--- Instruction ---
Retype the material word for word.

Coordinate annotation entries
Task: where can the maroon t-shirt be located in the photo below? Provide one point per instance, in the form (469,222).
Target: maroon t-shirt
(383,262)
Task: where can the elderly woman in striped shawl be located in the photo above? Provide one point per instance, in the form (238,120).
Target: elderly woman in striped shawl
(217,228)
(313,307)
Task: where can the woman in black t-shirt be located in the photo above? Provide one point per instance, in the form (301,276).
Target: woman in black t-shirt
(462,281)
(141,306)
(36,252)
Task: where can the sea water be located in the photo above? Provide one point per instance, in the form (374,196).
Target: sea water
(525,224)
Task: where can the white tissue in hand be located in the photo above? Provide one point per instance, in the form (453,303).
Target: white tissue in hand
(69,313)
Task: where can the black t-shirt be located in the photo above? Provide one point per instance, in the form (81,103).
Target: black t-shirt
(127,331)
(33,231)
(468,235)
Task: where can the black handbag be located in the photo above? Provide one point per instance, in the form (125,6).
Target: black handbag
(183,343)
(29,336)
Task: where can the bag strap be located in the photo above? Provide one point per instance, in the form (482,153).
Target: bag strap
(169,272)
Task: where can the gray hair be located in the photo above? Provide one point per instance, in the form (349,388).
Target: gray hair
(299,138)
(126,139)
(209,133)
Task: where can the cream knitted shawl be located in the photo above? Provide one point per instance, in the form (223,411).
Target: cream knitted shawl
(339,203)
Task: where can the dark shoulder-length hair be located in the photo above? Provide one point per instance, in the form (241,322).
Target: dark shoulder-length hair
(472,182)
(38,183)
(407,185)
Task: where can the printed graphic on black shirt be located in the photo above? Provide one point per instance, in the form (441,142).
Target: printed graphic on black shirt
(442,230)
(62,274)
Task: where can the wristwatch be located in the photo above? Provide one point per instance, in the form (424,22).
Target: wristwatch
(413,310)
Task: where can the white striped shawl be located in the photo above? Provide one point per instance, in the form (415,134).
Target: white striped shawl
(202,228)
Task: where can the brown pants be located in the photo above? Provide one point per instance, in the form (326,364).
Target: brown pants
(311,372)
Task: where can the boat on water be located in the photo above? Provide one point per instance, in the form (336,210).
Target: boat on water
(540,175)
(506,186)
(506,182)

--- Correct answer ---
Task: where can the maroon t-shirt be located in the photo below? Provide one point per instance, in the form (469,222).
Target: maroon t-shirt
(383,262)
Task: where can the elderly woman in striped shawl be located in the photo above? Provide one point per instance, in the form (238,120).
Target: elderly woman in striped shawl
(217,228)
(313,307)
Task: where can the woman in black t-shirt be located in the photo above? Provide one point per instance, in the form (301,276).
Target: woman in black t-shirt
(462,281)
(141,306)
(36,252)
Task: where can the sea water be located in the photo above? Provide one point per instance, in the form (374,196).
Target: sea water
(525,224)
Task: where can the white tissue in hand be located in the photo above? Provide one point per instance, in the form (453,303).
Target: white tissue in hand
(69,313)
Task: where can the black t-shirt be located in the photo above? Provide one point per instance, in the form (81,103).
Target: black t-shirt
(127,331)
(33,231)
(468,235)
Task: where can the black handbag be located in the photo above? Provide one point per instance, in the form (125,6).
Target: black handbag
(183,343)
(29,336)
Task: where can the bag strap be located in the photo above? Provide one point per instance, in the form (482,153).
Target: bag strap
(169,272)
Task: where can the gray hair be located in the photo above? Provide one point per instance, in the form (349,388).
Target: gray hair
(299,138)
(126,139)
(209,133)
Task: where can the cream knitted shawl be located in the photo above? Provide one point per instance, in the form (223,411).
Target: cream knitted shawl
(339,203)
Task: where can the dark shoulder-length hair be located in the photo above? Provide one point per instance, in the form (241,322).
Target: dark shoulder-length hair
(472,182)
(38,183)
(407,185)
Task: where can the printed graphic on black shirt be located in the photo above? Provide one point per instance, in the form (441,142).
Target: printed graphic on black shirt
(442,230)
(62,274)
Task: where can the wristwatch be located in the photo above? Provide one point per instance, in the form (424,22).
Target: wristwatch
(413,310)
Task: where can the white striped shawl be located in the photo above? Provide one point per instance, in the form (415,134).
Target: white striped shawl
(202,228)
Task: where can the brown pants be located in the photo above? Provide one point per instance, in the form (326,364).
Target: brown pants
(311,372)
Task: where can the boat on water be located in the photo above? Provide one point per instance, in the form (336,210).
Target: boat on water
(540,175)
(506,186)
(506,182)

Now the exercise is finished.